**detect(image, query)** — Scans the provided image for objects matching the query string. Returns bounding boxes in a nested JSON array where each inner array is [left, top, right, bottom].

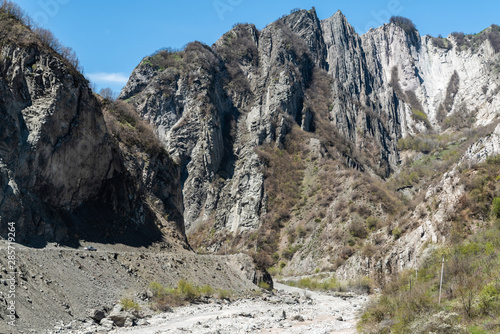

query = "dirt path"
[[111, 284, 367, 334]]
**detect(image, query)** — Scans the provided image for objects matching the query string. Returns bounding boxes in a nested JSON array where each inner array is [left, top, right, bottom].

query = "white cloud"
[[87, 72, 128, 85]]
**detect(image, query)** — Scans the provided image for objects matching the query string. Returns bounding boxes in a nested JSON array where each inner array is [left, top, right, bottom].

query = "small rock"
[[137, 319, 149, 326], [99, 318, 113, 330], [89, 309, 106, 323]]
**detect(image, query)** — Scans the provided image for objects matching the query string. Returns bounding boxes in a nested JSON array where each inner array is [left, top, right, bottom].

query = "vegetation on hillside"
[[451, 24, 500, 53], [102, 94, 166, 156], [149, 279, 233, 312], [359, 157, 500, 333], [0, 0, 83, 74]]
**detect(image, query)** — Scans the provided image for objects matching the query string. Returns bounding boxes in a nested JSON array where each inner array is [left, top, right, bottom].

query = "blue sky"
[[14, 0, 500, 92]]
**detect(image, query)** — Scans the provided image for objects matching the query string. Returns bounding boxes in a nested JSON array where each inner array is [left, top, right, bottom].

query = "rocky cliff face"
[[120, 9, 500, 280], [0, 15, 188, 249]]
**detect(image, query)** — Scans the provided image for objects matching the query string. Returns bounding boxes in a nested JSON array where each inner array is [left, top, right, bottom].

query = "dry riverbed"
[[58, 284, 368, 334]]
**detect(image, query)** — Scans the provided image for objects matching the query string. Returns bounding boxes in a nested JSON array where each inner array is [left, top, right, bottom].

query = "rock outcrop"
[[120, 9, 499, 248], [0, 16, 187, 247]]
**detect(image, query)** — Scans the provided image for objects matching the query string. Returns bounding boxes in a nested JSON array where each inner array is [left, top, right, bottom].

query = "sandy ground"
[[110, 283, 368, 334]]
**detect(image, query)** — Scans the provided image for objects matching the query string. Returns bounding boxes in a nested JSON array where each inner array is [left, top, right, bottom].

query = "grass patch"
[[358, 223, 500, 333], [280, 277, 373, 293], [149, 279, 233, 312], [120, 298, 141, 312]]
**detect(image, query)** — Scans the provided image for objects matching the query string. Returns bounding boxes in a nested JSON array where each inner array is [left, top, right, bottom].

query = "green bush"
[[217, 289, 233, 299], [391, 227, 401, 239], [177, 279, 200, 301], [120, 298, 141, 311], [198, 285, 214, 297], [258, 281, 271, 290], [491, 197, 500, 219]]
================
TASK – Put all of the material above into a two-column CSV with the headers input and output, one row for each input and its output. Quote every field, replace line breaks with spaces, and leave out the pictures.

ANSWER BELOW –
input,output
"**detect(image, query)** — Scans the provided image for objects matching the query string. Returns bounding boxes in a nested JSON array where each inner array is [left, top, right, bottom]. query = ""dirt path""","[[111, 284, 367, 334]]"
"**detect(image, query)** — Scans the provided image for objects matching the query string. Returns bounding boxes in a nested JSON array where each inner array is [left, top, right, bottom]. query = ""white cloud""","[[87, 72, 128, 85]]"
"**detect(image, query)** — Scans the provided image for objects matching the query string. Returns bounding boxes in a nested JSON array where each inner array is [left, top, right, bottom]. query = ""small rock""","[[137, 319, 149, 326], [99, 318, 113, 330], [89, 309, 106, 323]]"
"**detect(image, query)** — Scans the provided image for objects matching the query string. Returns bounding boxes in a nested JSON array where each inner array is [left, top, right, bottom]. query = ""vegetation on hillside""","[[451, 24, 500, 53], [102, 94, 166, 156], [149, 279, 233, 312], [359, 157, 500, 333], [0, 0, 83, 74]]"
"**detect(image, query)** — Scans the provided image for objects matching the query string. Returns bounding boxes in a nested JSON array where each inner array is [left, top, right, bottom]. query = ""blue sky""","[[14, 0, 500, 92]]"
"**detect(image, query)** — Scans the provided image for objects matching the query string. Returns bounding boxes in a nested JSON array where each inner array is [left, top, right, bottom]. query = ""rocky cliff face""","[[120, 9, 500, 280], [0, 15, 188, 249]]"
"**detect(image, query)** — Scans the provided image for objects matching the query string. Returns bounding boxes in a nested JSON array where each inner array is [left, top, right, bottom]. query = ""dry riverbed""","[[58, 284, 368, 334]]"
"**detect(image, query)** — Scans the provided image for objects matching the query string. Returns bounding boxes in a nested JSON array where each inner array is [left, top, right, bottom]. query = ""rock outcrop""","[[120, 9, 499, 248], [0, 16, 187, 247]]"
"**detect(image, query)** — Scans the provided image for objects matching the query string. Returns bounding boxes in a nested JSON array where each inner array is [left, top, right, bottom]. query = ""sandy ground""","[[110, 283, 368, 334]]"
"**detect(image, query)** — Scans the provided image for objects matching the query string. Returns bounding boxes in a nested JSON array where each inner array is [left, top, right, bottom]. query = ""grass patch""","[[358, 223, 500, 333], [280, 277, 373, 293], [149, 279, 233, 312], [120, 298, 141, 312]]"
"**detect(image, query)** — Scans the provided image for objects matching the query string. Returns bounding boxes in a nested JSON array where each inner array is [left, top, right, bottom]. query = ""green bush""","[[217, 289, 233, 299], [391, 227, 401, 239], [177, 279, 200, 301], [120, 298, 141, 311], [198, 285, 214, 297], [258, 281, 271, 290], [491, 197, 500, 219]]"